Request:
Rewrite the items starting with the line that contains "If you don't mind, please locate the brick" and going on through the end of the items, substituting "testing" for "debugging" and keeping everything else the same.

Working data:
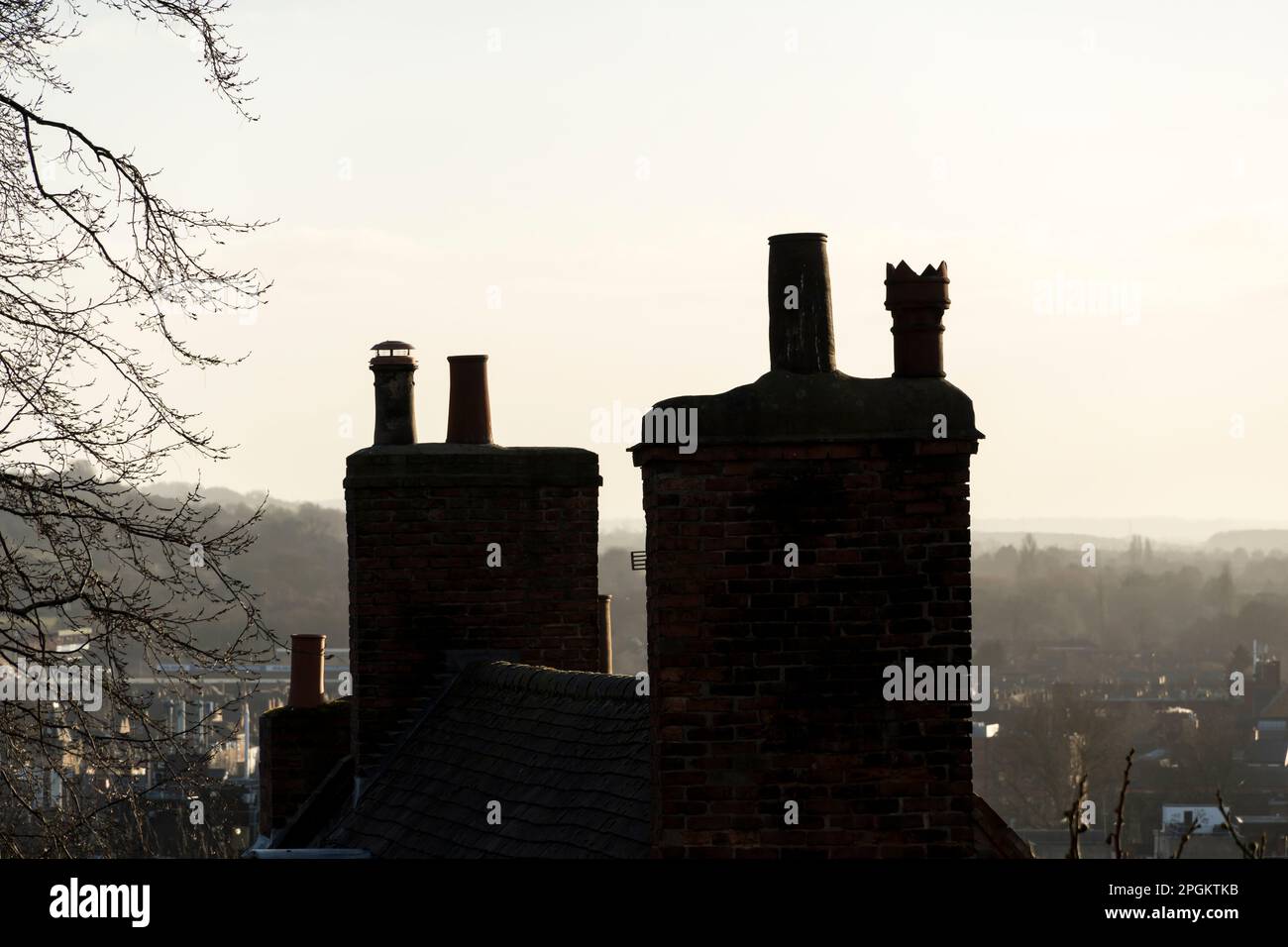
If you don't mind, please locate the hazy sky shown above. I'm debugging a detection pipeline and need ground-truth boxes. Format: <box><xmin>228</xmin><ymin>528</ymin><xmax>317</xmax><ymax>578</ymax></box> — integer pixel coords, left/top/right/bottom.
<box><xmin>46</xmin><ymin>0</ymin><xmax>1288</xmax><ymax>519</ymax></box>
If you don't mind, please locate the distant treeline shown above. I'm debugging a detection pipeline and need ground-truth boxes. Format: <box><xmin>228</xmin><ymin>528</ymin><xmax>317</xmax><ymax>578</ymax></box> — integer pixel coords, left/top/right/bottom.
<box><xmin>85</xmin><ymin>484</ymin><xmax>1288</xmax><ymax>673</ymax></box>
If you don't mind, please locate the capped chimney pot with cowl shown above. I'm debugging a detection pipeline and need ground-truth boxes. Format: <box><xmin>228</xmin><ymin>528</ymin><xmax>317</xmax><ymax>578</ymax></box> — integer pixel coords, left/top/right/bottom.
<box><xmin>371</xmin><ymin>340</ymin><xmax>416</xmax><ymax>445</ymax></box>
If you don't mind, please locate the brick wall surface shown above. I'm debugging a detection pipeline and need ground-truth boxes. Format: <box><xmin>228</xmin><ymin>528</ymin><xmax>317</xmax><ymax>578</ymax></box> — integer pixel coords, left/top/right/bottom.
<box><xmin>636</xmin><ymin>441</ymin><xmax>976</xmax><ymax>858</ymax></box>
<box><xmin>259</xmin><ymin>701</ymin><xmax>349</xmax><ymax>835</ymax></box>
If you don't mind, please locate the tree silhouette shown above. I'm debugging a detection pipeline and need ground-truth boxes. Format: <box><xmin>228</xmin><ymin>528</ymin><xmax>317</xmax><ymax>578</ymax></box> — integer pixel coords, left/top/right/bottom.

Worked solution:
If you don't mind, please locate the brick wall surface shown above. I'm testing a detection pipeline and need ground-truth boxes. Format: <box><xmin>228</xmin><ymin>528</ymin><xmax>317</xmax><ymax>578</ymax></box> — integer pixel coords, left/top/right/bottom.
<box><xmin>636</xmin><ymin>441</ymin><xmax>976</xmax><ymax>858</ymax></box>
<box><xmin>259</xmin><ymin>701</ymin><xmax>349</xmax><ymax>835</ymax></box>
If you don't mind, please locate the tree silhouette shown above. I'm testing a detection pipeline and need ground-truth boxes. Format: <box><xmin>228</xmin><ymin>528</ymin><xmax>317</xmax><ymax>578</ymax></box> — integer pixel coords, left/top/right/bottom.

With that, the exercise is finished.